Contrastes

Qualquer estudante de primeiro grau, que já estudou um pouco de História do Brasil, sabe que Tiradentes morreu enforcado, por ter participado da “Inconfidência Mineira”, que pretendia a Independência do Brasil.

Mas não foi só isso. De acordo com a sentença do Juiz que o condenou, após a morte sua cabeça e seus membros seriam expostos nas ruas e locais públicos, “em espeluncas, em lugares afastados, um de outro, sua casa arrasada e o solo em redor esterilizado com sal”.

Este era o tratamento dispensado aos criminosos da pior espécie, em cujo rol se incluia o hoje chamado de Protomártir da Independência: nosso querido herói nacional, Tiradentes.

Enquanto isso, naquela época, os negros eram escravizados e os índios massacrados. Só em Palmares, no Estado de Alagoas, foram mortos cerca de 20 mil negros, onde estavam escondidos, sob a liderança de Zumbi, que, vendo seus quilombos invadidos e destruídos pelas forças militares – em número muito superior – preferiu suicidar-se a entregar-se, lançando-se do alto de um penhasco.

▶ _Itens do conjunto de dados_
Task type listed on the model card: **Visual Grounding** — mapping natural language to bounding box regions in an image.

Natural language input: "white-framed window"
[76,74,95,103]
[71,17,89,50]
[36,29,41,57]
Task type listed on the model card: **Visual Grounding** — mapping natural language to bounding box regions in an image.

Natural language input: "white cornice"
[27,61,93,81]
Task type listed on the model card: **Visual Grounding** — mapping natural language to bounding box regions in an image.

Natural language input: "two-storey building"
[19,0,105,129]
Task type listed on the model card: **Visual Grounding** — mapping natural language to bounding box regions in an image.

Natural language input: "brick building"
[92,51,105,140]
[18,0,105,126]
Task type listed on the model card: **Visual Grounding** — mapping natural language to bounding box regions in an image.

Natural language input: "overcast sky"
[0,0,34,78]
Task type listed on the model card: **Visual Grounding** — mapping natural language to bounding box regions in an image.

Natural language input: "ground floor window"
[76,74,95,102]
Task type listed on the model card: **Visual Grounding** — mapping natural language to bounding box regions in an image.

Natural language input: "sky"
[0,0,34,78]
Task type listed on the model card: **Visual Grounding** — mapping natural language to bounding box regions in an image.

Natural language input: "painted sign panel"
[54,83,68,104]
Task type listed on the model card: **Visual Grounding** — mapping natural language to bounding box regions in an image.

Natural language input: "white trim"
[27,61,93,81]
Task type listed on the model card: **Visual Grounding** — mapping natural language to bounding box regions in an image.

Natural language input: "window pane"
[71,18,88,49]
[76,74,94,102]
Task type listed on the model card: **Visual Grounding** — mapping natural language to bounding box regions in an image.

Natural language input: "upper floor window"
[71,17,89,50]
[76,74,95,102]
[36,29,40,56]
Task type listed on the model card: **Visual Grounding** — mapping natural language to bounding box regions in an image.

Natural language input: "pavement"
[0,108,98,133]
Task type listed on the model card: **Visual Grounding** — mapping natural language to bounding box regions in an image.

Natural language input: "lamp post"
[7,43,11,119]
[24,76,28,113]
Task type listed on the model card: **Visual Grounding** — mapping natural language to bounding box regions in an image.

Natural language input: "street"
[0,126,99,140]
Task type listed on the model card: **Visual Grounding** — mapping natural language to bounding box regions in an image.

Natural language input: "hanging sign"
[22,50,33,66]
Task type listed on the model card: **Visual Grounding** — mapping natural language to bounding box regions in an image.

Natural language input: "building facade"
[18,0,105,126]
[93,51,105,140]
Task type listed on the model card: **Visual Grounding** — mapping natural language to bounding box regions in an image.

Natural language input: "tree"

▶ _O QUE FAZER_
Transcreva fielmente o trecho do texto sobre Tiradentes que começa em "Este era o tratamento" e segue até "de um penhasco.". As linhas não têm nenhuma relação com o texto sobre Tiradentes.

▶ _RESULTADO DO EXERCÍCIO_
Este era o tratamento dispensado aos criminosos da pior espécie, em cujo rol se incluia o hoje chamado de Protomártir da Independência: nosso querido herói nacional, Tiradentes.

Enquanto isso, naquela época, os negros eram escravizados e os índios massacrados. Só em Palmares, no Estado de Alagoas, foram mortos cerca de 20 mil negros, onde estavam escondidos, sob a liderança de Zumbi, que, vendo seus quilombos invadidos e destruídos pelas forças militares – em número muito superior – preferiu suicidar-se a entregar-se, lançando-se do alto de um penhasco.